EXTRACT TO READ -
+ + + + + + +

• Dungeons & Dragons: Honor Among Thieves Tavern Experience First Look with IGN’s TikTok: How to Watch

    On Wednesday, July 20, IGN will be hosting a TikTok Live at the Dungeons and Dragons: Honor Among Thieves Tavern Experience at San Diego Comic-Con. We will be giving viewers a first look at the experience as well as talking to some of the cast and crew from the film.

    IGN will obviously be carrying the stream and, as usual, this watch guide will provide you with everything you need to know to watch the TikTok Live including when it starts, and what you can expect to see.

    Dungeons & Dragons: Honor Among Thieves Tavern Experience First Look with IGN's TikTok Start Time

    The upcoming Dungeons & Dragons: Honor Among Thieves Tavern Experience First Look with IGN's TikTok will start on Wednesday, July 20, at 5pm PT/8pm ET. If you live in the BST or AEST timezone, that translates to July 21 at 1am BST and 10am AEST.

    Where to Watch the Dungeons & Dragons: Honor Among Thieves Tavern Experience First Look with IGN's TikTok

    Fans will be able to get their first look at the Dungeons & Dragons: Honor Among Thieves Tavern Experience by visiting IGN's TikTok. Be sure to follow and set notifications on our account to ensure you don't miss a moment of the TikTok Live!

+ + + + + + +

WRITTEN PROBLEM - Carry on the watch guide for IGN's TikTok Live from the Honor Among Thieves Tavern Experience, starting right after its last sentence.

RECORD EXTRACTS -
+ + + + + + +

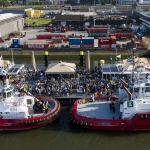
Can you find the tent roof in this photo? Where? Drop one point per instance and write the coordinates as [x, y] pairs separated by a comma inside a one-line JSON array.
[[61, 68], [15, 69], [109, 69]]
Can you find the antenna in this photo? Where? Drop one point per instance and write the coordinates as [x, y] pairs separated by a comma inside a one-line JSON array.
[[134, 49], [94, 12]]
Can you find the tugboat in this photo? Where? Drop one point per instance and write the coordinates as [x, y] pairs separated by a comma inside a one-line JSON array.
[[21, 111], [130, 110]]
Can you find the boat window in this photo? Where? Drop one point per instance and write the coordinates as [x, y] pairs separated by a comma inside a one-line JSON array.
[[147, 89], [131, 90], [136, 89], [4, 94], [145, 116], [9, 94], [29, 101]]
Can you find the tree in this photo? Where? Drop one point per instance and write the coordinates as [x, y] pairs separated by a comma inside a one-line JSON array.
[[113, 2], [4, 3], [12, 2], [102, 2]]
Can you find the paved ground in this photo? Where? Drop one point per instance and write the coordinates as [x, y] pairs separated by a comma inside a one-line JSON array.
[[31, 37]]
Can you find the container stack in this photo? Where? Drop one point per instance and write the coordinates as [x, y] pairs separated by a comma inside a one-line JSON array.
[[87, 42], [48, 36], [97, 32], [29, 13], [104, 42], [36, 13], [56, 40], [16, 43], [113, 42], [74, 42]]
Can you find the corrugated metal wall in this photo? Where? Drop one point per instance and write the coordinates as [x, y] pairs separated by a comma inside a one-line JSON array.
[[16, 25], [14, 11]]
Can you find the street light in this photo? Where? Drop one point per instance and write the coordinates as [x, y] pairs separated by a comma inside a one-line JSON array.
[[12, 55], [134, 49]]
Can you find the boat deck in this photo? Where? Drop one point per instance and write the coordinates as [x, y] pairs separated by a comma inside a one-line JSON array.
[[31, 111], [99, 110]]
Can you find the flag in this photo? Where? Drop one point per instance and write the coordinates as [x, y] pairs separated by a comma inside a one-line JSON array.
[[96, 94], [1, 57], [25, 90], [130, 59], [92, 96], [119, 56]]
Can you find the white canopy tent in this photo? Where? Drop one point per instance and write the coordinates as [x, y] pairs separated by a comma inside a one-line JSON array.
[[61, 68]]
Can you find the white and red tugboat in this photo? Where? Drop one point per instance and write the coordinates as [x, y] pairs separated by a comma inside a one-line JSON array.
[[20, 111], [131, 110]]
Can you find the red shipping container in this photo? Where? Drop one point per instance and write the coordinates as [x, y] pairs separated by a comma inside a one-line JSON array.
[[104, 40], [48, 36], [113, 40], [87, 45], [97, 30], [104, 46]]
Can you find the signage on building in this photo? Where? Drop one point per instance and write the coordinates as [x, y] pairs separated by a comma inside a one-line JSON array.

+ + + + + + +

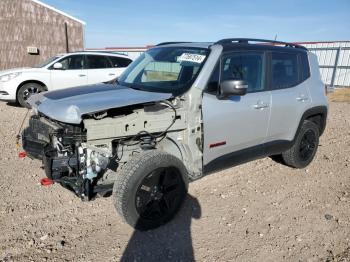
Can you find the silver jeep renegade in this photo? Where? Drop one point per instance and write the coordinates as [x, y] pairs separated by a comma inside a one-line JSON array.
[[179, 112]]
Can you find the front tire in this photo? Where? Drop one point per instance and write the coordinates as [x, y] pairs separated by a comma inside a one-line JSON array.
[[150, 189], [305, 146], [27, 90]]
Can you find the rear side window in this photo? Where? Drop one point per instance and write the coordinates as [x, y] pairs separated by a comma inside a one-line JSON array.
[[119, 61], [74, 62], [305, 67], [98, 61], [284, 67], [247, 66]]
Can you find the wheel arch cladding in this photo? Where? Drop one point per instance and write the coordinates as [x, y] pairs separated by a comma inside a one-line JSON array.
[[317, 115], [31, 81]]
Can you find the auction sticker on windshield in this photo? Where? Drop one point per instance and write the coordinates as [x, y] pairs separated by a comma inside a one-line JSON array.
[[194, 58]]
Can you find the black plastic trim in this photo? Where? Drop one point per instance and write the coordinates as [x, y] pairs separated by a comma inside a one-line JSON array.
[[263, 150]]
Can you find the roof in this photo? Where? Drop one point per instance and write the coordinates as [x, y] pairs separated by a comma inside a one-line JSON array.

+ + + + + + +

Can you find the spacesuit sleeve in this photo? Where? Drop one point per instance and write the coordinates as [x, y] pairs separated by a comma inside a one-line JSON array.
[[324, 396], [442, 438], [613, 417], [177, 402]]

+ + + + + + +

EXERCISE ANSWER -
    What to Expect at the Dungeons & Dragons: Honor Among Thieves Tavern Experience First Look with IGN's TikTok

    As previously mentioned, IGN's TikTok Live of the Dungeons and Dragons: Honor Among Thieves Tavern Experience will give fans a first look at the one-of-a-kind adventure that attendees of SDCC will be able to check out. We will also be joined by the cast and crew of the upcoming film and will chat with them about what secrets the movie and tavern may hold.

    Inside the tavern, fans will be treated to a "20-minute, immersive experience for unique photo ops, exclusive takeaways, and a chance to sip on Dragon Brew while interacting with your favorite Dungeons & Dragons creatures and characters, plus a few surprise moments you won't want to miss."

    There will also be a Boss Logic-create custom artwork that those who attend can get, alcoholic and non-alcoholic versions of a Quincy's Tavern-made Dragon Brew, and more.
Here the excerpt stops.